Reading text:
[Start of Attachment]

Macron Dissolves National Assembly, Calls for Snap Elections

French President Emmanuel Macron announced on Sunday that he is dissolving the National Assembly and calling for a snap legislative election. This decision follows a significant defeat for his party in the European Parliament elections.

In a national address from the Elysee presidential palace, Macron stated,

“I’ve decided to give you back the choice of our parliamentary future through the vote. I am therefore dissolving the National Assembly.” The snap election will take place in two rounds on June 30 and July 7.

Election Results and Political Implications

The first projected results from France showed the far-right National Rally party, led by Marine Le Pen, ahead in the European Union’s parliamentary election.

This defeat for Macron’s pro-European centrists represents a major political risk, potentially weakening his party further and impacting his presidency, which ends in 2027.

National Rally’s lead candidate, Jordan Bardella, celebrated the victory with a presidential tone in his speech in Paris, saying, “My dear compatriots, the French people have given their verdict, and it’s final.”

Macron acknowledged the defeat, saying, “I’ve heard your message, your concerns, and I won’t leave them unanswered.” He emphasized that calling a snap election underscores his commitment to democracy and giving the French people a choice in their parliamentary future.

Broader European Context

The four-day EU elections, involving 27 countries, were the second-largest democratic exercise globally, following India’s recent election. The rise of the far right was more pronounced than many analysts predicted. In France, the National Rally stood at just over 30%, approximately double Macron’s Renew party’s projected 15%.

In Germany, Chancellor Olaf Scholz’s Social Democratic party fell behind the far-right Alternative for Germany (AfD), which surged into second place. Projections indicated the AfD rose to 16.5%, up from 11% in 2019, while the combined result for the three parties in the German governing coalition barely topped 30%.

These elections come at a challenging time for the European Union, which has faced the coronavirus pandemic, an economic slump, and an energy crisis fueled by the largest land conflict in Europe since World War II.

Despite these overarching issues, political campaigning often focuses on national concerns rather than broader European interests.

[End of Attachment]

Provided records:

[Start of Attachment]

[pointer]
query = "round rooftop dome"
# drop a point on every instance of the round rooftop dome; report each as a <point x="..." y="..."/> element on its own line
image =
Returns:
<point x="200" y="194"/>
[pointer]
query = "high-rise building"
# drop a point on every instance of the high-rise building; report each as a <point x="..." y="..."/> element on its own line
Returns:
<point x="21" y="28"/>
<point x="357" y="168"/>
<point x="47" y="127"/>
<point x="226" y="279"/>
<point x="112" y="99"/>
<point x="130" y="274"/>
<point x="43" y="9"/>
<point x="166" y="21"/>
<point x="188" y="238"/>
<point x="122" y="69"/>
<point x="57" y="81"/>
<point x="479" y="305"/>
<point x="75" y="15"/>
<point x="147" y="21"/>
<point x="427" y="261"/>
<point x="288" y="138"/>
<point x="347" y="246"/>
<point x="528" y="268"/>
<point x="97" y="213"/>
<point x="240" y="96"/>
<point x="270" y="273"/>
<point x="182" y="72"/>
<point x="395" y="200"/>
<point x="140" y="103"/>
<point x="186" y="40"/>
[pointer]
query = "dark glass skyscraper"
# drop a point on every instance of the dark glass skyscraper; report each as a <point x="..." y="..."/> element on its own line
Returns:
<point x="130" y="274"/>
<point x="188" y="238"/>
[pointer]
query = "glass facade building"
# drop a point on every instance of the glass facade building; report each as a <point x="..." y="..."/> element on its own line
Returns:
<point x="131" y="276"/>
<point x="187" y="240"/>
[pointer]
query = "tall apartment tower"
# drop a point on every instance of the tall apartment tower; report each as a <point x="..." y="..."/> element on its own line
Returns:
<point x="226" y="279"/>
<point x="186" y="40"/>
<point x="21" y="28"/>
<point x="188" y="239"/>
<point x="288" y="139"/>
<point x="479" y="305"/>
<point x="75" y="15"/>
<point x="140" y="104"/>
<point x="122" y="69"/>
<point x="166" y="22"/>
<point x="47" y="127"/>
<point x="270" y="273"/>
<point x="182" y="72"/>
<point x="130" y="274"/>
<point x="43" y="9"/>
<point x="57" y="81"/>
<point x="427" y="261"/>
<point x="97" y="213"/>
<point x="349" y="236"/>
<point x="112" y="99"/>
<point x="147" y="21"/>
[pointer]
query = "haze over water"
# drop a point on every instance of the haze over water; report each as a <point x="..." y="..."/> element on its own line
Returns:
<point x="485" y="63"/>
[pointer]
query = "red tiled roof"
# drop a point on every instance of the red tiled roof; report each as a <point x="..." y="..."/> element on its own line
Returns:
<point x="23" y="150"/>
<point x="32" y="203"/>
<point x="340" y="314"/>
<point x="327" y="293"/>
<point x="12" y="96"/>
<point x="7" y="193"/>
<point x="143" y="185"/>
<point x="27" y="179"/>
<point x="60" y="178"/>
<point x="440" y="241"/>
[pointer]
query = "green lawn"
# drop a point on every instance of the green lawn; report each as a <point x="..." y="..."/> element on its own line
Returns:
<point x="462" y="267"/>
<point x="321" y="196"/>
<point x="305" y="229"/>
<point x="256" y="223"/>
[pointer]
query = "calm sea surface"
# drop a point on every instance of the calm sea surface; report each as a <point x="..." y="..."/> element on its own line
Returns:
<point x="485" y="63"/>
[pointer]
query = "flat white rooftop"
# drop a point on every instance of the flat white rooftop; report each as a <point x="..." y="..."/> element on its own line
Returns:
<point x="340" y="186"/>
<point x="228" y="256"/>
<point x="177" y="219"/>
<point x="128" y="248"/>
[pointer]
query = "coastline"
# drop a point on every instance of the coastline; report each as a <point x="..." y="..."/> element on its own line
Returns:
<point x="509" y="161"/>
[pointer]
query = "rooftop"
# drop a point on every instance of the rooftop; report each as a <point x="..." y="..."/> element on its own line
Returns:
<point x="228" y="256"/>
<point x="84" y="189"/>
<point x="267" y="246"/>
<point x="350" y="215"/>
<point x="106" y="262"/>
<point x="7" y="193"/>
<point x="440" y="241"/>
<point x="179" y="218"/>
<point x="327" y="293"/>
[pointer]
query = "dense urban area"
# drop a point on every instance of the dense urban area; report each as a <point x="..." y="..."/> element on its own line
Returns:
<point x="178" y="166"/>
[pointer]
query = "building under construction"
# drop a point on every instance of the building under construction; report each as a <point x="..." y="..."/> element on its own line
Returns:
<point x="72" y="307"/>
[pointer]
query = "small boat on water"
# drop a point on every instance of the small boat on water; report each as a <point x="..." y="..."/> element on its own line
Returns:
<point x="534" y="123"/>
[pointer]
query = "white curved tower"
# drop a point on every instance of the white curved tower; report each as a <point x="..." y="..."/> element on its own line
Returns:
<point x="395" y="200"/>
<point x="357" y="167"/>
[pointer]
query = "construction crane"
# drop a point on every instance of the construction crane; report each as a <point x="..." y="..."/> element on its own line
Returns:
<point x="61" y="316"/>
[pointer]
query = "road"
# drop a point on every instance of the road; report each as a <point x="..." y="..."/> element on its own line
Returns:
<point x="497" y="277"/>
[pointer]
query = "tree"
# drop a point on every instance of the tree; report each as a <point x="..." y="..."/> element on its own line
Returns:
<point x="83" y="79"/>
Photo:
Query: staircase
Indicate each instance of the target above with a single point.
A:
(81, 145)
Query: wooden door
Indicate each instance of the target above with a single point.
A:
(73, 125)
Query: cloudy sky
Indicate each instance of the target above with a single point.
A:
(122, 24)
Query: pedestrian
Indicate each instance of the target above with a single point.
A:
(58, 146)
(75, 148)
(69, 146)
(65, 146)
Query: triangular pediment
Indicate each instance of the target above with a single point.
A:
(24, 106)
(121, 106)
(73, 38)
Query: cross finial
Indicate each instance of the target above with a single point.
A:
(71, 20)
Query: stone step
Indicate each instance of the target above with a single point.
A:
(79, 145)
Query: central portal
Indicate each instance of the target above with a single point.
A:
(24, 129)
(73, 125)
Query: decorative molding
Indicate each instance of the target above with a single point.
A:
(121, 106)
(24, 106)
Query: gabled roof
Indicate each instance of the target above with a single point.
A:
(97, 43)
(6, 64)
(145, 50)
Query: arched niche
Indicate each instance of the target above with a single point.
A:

[End of Attachment]

Assigned task:
In the article about Macron dissolving the National Assembly, on which two dates will the rounds of the snap election take place?

Output of the task:
June 30 and July 7.